* WORK INSTRUCTIONS
Gather each line of the data below that contains the string "chestnut", matching case exactly.

* Raw records
★ ★ ★ ★ ★ ★ ★

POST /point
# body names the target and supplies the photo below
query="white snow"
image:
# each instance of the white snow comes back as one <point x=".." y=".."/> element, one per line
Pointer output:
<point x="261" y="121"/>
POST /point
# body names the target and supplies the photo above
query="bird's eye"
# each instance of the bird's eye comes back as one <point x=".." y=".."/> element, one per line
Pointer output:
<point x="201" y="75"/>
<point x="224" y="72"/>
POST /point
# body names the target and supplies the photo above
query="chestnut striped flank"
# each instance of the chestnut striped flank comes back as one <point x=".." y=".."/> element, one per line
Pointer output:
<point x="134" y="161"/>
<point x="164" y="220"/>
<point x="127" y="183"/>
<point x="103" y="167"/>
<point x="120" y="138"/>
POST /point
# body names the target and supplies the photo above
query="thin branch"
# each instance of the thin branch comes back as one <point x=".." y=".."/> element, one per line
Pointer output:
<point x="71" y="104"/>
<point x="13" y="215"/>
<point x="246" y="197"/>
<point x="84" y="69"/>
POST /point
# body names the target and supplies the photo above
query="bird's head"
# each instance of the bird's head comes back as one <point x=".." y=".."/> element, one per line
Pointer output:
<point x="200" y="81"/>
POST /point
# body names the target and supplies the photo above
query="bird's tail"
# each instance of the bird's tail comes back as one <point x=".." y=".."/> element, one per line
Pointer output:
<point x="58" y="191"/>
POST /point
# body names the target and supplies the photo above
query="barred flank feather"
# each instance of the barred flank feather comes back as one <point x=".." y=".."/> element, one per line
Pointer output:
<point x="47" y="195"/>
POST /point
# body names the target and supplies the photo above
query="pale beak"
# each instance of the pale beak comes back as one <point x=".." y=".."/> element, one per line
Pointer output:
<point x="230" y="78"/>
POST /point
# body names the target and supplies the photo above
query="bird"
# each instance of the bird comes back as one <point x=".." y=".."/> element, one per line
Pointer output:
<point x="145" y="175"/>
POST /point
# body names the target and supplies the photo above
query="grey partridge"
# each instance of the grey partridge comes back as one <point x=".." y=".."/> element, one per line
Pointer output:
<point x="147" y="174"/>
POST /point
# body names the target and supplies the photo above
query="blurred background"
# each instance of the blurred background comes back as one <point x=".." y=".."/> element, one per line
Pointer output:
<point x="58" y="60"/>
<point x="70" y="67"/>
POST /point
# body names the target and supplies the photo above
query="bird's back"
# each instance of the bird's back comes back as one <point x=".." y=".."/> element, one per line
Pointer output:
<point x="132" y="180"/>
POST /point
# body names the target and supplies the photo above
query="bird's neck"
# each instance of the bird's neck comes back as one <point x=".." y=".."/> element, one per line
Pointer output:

★ ★ ★ ★ ★ ★ ★

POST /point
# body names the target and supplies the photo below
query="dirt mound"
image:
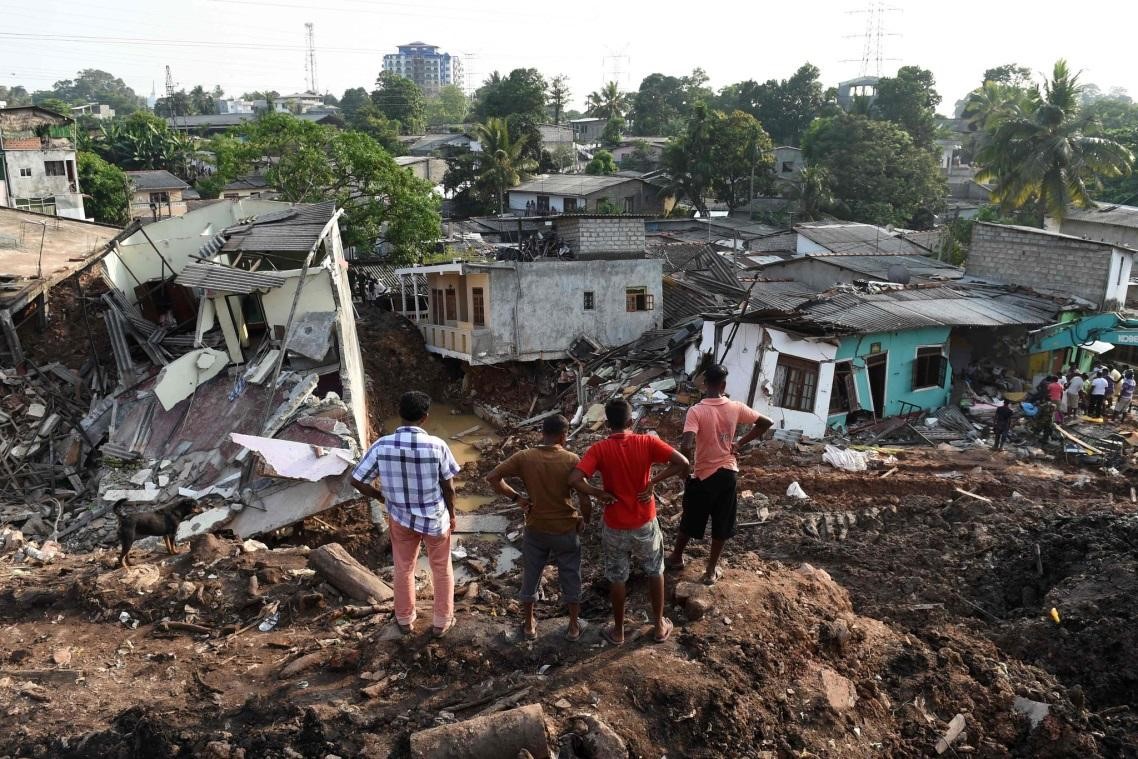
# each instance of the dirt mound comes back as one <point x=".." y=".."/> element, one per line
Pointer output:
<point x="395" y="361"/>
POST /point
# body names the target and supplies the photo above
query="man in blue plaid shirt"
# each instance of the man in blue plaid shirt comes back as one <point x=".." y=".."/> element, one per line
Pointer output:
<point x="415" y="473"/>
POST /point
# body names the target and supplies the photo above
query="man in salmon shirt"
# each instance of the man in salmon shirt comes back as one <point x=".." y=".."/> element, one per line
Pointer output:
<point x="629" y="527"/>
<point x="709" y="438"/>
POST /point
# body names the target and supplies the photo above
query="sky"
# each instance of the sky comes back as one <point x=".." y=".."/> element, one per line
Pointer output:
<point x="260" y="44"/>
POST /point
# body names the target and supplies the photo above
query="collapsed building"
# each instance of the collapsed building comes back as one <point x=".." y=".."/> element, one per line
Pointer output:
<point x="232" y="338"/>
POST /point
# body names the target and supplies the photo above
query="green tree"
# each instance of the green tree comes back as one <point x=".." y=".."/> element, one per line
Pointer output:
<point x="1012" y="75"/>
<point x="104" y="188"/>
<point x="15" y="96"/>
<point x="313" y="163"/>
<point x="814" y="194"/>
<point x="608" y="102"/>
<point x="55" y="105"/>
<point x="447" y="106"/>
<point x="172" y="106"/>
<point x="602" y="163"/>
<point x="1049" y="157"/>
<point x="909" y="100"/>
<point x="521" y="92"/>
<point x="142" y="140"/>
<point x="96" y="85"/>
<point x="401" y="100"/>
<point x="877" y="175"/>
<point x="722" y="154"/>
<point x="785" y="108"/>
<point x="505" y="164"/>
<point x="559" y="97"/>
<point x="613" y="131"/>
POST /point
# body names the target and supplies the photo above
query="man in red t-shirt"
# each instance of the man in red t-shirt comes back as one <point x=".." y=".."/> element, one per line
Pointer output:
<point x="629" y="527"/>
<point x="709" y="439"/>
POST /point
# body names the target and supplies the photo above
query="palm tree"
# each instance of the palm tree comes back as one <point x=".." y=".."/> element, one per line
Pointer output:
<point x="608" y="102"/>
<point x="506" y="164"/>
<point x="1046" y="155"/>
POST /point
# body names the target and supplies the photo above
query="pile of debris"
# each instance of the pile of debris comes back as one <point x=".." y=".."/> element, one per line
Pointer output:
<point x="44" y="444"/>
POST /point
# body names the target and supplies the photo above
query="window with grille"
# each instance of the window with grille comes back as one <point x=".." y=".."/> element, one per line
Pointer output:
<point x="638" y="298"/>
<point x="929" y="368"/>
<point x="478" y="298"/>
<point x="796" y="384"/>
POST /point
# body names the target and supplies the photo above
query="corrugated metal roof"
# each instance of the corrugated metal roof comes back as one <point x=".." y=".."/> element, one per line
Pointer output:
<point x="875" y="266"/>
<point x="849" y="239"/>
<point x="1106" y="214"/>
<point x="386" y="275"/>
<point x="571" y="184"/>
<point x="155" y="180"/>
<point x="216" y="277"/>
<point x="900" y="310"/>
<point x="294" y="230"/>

★ ★ ★ ★ ★ ★ ★

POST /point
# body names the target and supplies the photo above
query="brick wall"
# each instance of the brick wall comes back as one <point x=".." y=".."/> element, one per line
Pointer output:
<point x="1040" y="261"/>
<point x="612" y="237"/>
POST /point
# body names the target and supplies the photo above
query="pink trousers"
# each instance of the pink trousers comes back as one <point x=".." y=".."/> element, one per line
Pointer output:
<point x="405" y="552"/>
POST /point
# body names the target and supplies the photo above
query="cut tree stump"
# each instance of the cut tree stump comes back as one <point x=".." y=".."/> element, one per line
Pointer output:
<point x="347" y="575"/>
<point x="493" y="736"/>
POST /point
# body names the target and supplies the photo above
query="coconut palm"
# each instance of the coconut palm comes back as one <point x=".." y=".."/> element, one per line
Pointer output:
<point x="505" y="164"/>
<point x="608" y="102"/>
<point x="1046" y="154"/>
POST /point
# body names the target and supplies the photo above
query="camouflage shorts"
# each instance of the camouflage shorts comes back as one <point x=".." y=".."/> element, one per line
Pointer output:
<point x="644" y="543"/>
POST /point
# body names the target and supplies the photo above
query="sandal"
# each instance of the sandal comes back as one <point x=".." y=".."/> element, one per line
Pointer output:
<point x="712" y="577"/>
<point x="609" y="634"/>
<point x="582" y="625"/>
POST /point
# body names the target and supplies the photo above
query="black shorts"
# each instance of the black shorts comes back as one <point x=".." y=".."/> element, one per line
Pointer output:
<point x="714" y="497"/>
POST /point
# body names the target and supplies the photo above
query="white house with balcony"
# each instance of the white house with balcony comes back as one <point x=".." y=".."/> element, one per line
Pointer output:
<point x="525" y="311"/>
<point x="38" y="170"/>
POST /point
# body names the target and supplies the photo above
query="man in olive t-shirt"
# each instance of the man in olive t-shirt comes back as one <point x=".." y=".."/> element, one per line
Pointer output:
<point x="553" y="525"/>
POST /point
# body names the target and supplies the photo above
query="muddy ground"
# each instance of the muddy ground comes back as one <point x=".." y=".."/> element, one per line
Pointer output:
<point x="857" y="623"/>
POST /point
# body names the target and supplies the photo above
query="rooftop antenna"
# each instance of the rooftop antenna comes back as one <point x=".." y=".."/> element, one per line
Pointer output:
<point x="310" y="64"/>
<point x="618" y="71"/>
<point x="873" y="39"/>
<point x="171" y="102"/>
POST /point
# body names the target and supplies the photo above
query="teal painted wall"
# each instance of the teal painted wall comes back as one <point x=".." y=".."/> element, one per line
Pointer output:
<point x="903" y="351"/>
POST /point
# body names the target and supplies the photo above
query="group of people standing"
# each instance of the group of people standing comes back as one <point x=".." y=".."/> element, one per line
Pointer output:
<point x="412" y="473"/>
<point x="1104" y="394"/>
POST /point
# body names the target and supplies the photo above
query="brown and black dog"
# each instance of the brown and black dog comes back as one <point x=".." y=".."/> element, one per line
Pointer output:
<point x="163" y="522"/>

★ ★ ★ ★ ★ ★ ★

* RESPONSE
query="chestnut striped flank"
# each instance of the chestnut striped flank comes back as one <point x=".." y=".."/> element, one per line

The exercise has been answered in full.